### [TEKST]

^^^^^^^^^^^^^^^^

13 Vraag van de heer Theo Francken aan de staatssecretaris voor Begroting, voor Migratie- en asielbeleid, voor Gezinsbeleid en voor de Federale Culturele Instellingen over "het Europees Terugkeerfonds" (nr. 1794)
13 Question de M. Theo Francken au secrétaire d'État au Budget, à la Politique de migration et d'asile, à la Politique des familles et aux Institutions culturelles fédérales sur "le Fonds européen pour le retour" (n° 1794)
13.01 Theo Francken (N-VA): Mijnheer de staatssecretaris, het Europees Terugkeerfonds is een fonds dat ervoor zorgt dat er rond terugkeer wordt gewerkt. Wij hebben meegedaan aan de projectoproep en er in totaal 2,8 miljoen euro voor gekregen van Europa. Wij hebben er ook 2,8 miljoen naast gelegd, neem ik aan, want dat is altijd met cofinanciering, dat weet u beter dan ik. Drie centrale prioriteiten zijn informatie over de programma’s voor veilige terugkeer, het verbeteren van de pre-departure counseling of de voorbereiding van de terugkeer en het versterken van het integratieprogramma. Die projecten zijn enkele weken geleden afgelopen.

^^^^^^^^^^^^^^^^

### [FRAGMENT UIT GEGEVENS]
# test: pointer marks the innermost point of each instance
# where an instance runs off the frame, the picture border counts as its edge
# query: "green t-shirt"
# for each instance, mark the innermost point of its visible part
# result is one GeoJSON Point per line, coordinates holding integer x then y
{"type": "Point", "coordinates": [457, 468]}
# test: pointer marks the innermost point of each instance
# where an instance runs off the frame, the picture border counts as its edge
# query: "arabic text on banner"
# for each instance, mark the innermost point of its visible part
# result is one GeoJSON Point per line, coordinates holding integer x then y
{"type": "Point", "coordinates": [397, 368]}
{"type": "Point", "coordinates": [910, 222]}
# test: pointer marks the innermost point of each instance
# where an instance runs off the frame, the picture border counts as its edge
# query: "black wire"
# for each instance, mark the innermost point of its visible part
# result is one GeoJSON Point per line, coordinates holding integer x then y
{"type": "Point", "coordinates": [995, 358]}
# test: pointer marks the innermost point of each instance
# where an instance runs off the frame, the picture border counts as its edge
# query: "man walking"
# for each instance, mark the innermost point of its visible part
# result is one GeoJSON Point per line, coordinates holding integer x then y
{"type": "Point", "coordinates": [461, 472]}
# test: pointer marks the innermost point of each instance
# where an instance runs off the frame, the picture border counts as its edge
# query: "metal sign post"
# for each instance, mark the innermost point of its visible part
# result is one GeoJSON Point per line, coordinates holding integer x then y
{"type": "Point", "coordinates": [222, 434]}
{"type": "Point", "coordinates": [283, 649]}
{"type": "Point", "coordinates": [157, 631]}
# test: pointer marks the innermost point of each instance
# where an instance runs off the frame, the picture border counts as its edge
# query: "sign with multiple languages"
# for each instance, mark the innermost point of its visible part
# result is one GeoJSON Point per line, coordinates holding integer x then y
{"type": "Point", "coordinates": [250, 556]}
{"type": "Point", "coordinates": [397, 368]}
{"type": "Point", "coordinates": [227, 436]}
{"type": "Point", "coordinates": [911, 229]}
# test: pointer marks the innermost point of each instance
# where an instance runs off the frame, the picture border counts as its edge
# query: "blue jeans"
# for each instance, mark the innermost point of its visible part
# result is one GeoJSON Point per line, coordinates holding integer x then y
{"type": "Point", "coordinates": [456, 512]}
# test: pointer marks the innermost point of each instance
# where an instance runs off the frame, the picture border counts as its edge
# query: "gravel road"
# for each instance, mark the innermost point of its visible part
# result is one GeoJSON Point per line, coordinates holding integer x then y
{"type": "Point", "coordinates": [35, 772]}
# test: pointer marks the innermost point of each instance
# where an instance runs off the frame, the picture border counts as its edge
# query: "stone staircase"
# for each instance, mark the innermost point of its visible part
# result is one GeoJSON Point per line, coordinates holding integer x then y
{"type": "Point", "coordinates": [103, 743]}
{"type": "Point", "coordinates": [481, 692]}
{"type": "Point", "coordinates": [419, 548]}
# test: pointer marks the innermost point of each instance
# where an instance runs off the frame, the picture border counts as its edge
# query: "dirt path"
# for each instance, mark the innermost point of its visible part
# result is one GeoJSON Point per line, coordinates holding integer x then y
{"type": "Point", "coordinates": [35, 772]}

^^^^^^^^^^^^^^^^

### [OPDRACHTEN]
1. Schrijf een stuk uit de tekst over het Europees Terugkeerfonds woordelijk over. Begin bij de woorden "13.01 Theo Francken" en stop na "weken geleden afgelopen.".
2. Welk bedrag is volgens Theo Francken in de tekst over het Europees Terugkeerfonds in totaal van Europa ontvangen?

### [ANTWOORDEN]
1.
13.01 Theo Francken (N-VA): Mijnheer de staatssecretaris, het Europees Terugkeerfonds is een fonds dat ervoor zorgt dat er rond terugkeer wordt gewerkt. Wij hebben meegedaan aan de projectoproep en er in totaal 2,8 miljoen euro voor gekregen van Europa. Wij hebben er ook 2,8 miljoen naast gelegd, neem ik aan, want dat is altijd met cofinanciering, dat weet u beter dan ik. Drie centrale prioriteiten zijn informatie over de programma’s voor veilige terugkeer, het verbeteren van de pre-departure counseling of de voorbereiding van de terugkeer en het versterken van het integratieprogramma. Die projecten zijn enkele weken geleden afgelopen.

2. In totaal 2,8 miljoen euro.